■ DOCUMENT SECTION ■
[Begin]

Grupo TMM, S.A. de C.V.
Grupo TMM, S.A. de C.V.
Avenida de la Cuspide 4755
Mexico City, D.F. 14010
Mexico
Telephone: +52 (55) 5629-8866
Fax: +52 (55) 5629-8899
Web site: http://www.tmm.com.mx
Public Company
Incorporated: 1958 as Transportacion Maritima Mexicana, S.A.
Employees: 10,213
Sales: 9.18 billion pesos ($1 billion) (2001)
Stock Exchanges: Mexico City New York
Ticker Symbols: TMM A and TMM L (Mexico City) TMM and TMM/L (New York)
NAIC: 482110 Line-Haul Railroads; 494230 Specialized Freight Trucking, Long Distance; 488310 Port & Harbor Operations; 488320 Marine Cargo Handling; 488991 Packaging and Crating; 511120 Offices of Other Holding Companies
Grupo TMM, S.A. de C.V., formerly Transportacion Maritima Mexicana, S.A. de C.V. (TMM) is the holding company for the largest multimodal and logistics shipping company in Latin America. The company manages some Mexican ports and has established alliances with U.S. shipping and trucking firms. Its most valuable holding is its majority stake in Grupo TFM, S.A. de C.V., a joint venture with Kansas City Southern Industries Inc. that operates Mexico’s most important railway.

[End]

■ PROVIDED RECORDS ■

[Begin]

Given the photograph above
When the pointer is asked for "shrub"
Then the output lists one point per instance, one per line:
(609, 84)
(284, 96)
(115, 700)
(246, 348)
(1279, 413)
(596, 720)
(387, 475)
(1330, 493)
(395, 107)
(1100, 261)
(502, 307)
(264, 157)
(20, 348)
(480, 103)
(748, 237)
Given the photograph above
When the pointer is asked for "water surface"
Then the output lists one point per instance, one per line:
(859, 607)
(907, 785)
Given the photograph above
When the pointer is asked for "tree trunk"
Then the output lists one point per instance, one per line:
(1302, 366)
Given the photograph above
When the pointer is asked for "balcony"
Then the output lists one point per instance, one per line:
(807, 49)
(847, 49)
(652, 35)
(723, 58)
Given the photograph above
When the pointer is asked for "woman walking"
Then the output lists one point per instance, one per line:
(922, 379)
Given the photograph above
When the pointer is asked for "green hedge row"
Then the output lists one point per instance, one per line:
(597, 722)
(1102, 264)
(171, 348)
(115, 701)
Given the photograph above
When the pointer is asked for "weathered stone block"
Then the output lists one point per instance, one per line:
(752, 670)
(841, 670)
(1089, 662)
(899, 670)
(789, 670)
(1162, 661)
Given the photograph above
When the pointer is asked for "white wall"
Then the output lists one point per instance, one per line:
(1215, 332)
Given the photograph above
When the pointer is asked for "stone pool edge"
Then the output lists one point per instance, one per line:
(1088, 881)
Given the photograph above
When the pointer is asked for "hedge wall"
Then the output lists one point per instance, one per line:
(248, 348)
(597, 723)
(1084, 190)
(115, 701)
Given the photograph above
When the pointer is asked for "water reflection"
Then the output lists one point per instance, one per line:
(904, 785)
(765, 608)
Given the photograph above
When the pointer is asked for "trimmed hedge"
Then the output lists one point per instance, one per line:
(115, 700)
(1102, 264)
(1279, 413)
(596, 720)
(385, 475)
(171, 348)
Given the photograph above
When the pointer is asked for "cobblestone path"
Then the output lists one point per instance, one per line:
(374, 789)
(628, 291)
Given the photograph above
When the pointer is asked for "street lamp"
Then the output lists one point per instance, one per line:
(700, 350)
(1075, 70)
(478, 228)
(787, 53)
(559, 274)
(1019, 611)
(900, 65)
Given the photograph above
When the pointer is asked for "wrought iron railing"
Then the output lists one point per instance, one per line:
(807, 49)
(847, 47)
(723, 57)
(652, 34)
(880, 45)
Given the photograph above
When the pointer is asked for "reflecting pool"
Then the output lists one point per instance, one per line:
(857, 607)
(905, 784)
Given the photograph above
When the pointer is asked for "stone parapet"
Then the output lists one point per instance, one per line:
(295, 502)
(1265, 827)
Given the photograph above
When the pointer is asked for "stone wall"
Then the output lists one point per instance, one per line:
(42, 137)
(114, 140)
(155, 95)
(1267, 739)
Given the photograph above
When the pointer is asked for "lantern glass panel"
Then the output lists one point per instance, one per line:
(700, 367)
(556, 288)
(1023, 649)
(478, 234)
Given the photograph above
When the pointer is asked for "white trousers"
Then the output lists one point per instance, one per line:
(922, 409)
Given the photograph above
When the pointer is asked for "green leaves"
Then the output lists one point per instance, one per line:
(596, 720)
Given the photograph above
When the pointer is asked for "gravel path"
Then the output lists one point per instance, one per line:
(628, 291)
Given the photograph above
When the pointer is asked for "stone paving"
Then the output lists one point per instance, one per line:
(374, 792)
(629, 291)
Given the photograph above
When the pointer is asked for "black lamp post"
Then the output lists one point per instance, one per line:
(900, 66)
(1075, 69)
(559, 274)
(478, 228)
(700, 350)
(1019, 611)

[End]

■ WHAT THIS EXERCISE ASKS ■
**a.** In the Grupo TMM profile, what does the abbreviation "TMM" stand for, according to the text? Answer in one to three sentences.
**b.** Retype the Grupo TMM profile from "Employees: 10,213" up to and including "most important railway.".
The entries aren't needed for what follows.

■ TASK-BY-TASK SOLUTIONS ■
**a.** "TMM" stands for Transportacion Maritima Mexicana, the company's former name. The profile says the company was incorporated in 1958 as Transportacion Maritima Mexicana, S.A. It gives "TMM" in parentheses right after the former name Transportacion Maritima Mexicana, S.A. de C.V.

**b.**
Employees: 10,213
Sales: 9.18 billion pesos ($1 billion) (2001)
Stock Exchanges: Mexico City New York
Ticker Symbols: TMM A and TMM L (Mexico City) TMM and TMM/L (New York)
NAIC: 482110 Line-Haul Railroads; 494230 Specialized Freight Trucking, Long Distance; 488310 Port & Harbor Operations; 488320 Marine Cargo Handling; 488991 Packaging and Crating; 511120 Offices of Other Holding Companies
Grupo TMM, S.A. de C.V., formerly Transportacion Maritima Mexicana, S.A. de C.V. (TMM) is the holding company for the largest multimodal and logistics shipping company in Latin America. The company manages some Mexican ports and has established alliances with U.S. shipping and trucking firms. Its most valuable holding is its majority stake in Grupo TFM, S.A. de C.V., a joint venture with Kansas City Southern Industries Inc. that operates Mexico’s most important railway.